● **Source extract**:
^^^^

A person is justified in using force except deadly force, against another when and to the extent that the person reasonably believes that such conduct is necessary to defend himself or herself or another against the other's imminent use of unlawful force. However a person is justified in the use of deadly force and does not have a duty to retreat if:
1. He or she reasonably believes that such force is necessary to prevent imminent death or great bodily harm to himself or herself or another or to prevent the imminent commission of a forcible felony; or
2. Under those circumstances permitted pursuant to s. 776.013.(home defense) 

In the eighteenth chapter of the Gospel of John having washed his disciples feet, Jesus went with his disciples across the Kidron valley to the the Garden of Gethsemane on the Mount of Olives. Once there, he encountered Judas, who had "brought a detachment
of soldiers together with police from the chief priests and the Pharisees, and they came there with lanterns and torches and weapons." A dialogue ensued in which Jesus established his heavenly authority (when he said, "I am he," they "stepped back and fell to the ground"), but "Simon Peter, who had a sword, drew it, struck the high priest's slave, and cut off his right ear." In a moment Jesus told Peter, "Put your sword back into its sheath."

Some scholars believe that it was Judas' hope that Jesus would stand his ground. Not satisfied with the direction Jesus seemed to be going, Judas had hoped that in a real confrontation, Jesus would assert his full authority as the Son of God, that he would unleash the wrath of God and send the soldiers fleeing and take his rightful place on the throne most recently occupied by Herod. Standing his ground, he would confront deadly force, with a greater deadly force and triumph over all of his enemies. However, Jesus decision to give ground in the garden, and the entire Passion is Jesus rejection of the culture of violence of which "stand your ground in the latest example."  The Son of God, the one human being who had the right to stand his ground let himself be taken for the sake of humanity and all creation. Those who by faith claim the cross, have this as their heritage; a resounding no to the violent choice, and it is a heritage we must claim if the violence incited by "stand your ground" is going to be mitigated.

^^^^

● **Provided information**:
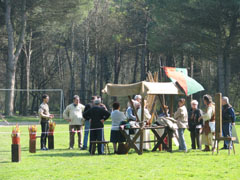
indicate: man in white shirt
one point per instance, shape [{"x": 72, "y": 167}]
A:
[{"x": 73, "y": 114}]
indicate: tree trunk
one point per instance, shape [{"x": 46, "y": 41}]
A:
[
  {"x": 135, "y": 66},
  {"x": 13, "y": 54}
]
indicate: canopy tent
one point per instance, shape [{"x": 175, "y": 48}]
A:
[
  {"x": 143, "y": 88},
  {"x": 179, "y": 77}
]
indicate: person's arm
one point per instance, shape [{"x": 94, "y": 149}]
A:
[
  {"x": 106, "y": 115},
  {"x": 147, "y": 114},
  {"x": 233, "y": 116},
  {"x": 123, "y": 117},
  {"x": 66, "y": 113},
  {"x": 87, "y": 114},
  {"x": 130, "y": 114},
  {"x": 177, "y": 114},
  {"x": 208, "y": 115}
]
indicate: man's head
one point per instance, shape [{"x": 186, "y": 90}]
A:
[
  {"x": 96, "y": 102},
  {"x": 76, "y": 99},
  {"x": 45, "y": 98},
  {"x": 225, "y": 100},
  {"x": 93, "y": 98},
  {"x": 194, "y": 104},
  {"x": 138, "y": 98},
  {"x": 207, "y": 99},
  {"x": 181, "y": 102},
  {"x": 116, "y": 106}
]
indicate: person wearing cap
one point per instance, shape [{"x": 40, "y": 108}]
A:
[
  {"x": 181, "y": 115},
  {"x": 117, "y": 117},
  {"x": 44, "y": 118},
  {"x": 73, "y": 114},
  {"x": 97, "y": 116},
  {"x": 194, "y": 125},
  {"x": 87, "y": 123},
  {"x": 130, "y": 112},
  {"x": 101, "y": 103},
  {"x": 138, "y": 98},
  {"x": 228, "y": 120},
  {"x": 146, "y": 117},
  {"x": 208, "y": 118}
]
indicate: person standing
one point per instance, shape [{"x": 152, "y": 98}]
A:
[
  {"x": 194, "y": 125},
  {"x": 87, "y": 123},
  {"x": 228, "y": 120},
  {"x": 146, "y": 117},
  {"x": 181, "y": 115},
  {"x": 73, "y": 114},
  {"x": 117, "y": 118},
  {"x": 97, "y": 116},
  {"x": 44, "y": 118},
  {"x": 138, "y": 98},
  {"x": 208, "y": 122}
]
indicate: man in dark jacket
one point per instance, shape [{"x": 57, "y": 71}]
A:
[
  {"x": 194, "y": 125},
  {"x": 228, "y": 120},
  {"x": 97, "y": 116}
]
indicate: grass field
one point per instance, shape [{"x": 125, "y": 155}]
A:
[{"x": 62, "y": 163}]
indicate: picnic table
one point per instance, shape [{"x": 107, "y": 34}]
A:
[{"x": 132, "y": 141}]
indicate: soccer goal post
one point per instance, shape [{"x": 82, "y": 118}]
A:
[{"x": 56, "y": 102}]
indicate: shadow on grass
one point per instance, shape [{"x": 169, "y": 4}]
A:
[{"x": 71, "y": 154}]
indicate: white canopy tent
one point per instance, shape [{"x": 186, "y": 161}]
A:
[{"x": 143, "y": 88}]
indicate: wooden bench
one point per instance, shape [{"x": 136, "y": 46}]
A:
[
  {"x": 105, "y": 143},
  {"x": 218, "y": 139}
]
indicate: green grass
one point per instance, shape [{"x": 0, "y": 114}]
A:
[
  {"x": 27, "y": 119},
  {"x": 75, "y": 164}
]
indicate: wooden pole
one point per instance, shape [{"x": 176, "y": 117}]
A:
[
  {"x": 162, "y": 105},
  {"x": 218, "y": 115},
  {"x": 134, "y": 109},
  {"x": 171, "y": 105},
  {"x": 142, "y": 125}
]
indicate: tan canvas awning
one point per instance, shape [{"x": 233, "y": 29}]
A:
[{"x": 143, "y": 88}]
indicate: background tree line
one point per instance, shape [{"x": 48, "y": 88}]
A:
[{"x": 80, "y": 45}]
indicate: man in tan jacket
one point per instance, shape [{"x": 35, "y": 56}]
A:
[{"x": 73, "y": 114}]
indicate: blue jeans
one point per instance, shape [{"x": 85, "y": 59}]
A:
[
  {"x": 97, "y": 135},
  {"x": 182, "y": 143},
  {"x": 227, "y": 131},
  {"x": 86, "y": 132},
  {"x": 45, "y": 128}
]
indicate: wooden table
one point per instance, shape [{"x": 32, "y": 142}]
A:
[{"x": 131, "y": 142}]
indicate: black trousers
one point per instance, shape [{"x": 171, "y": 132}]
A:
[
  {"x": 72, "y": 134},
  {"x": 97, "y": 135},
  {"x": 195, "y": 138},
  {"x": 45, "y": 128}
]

^^^^

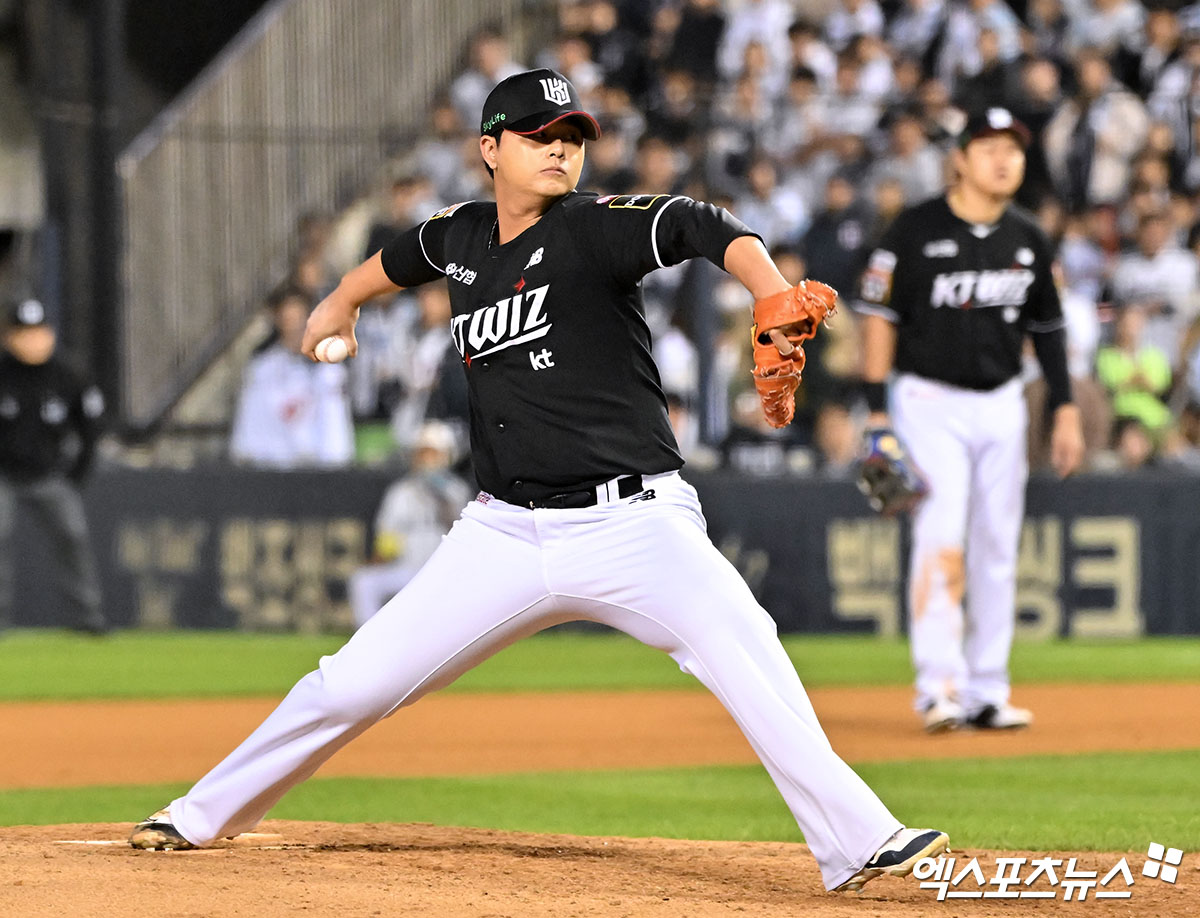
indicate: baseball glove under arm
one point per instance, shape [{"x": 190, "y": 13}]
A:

^^^^

● **How to complete this task**: In the passage about "stand your ground," which ear of the high priest's slave did Simon Peter cut off? The listing plays no part in this.

● **Task result**: His right ear.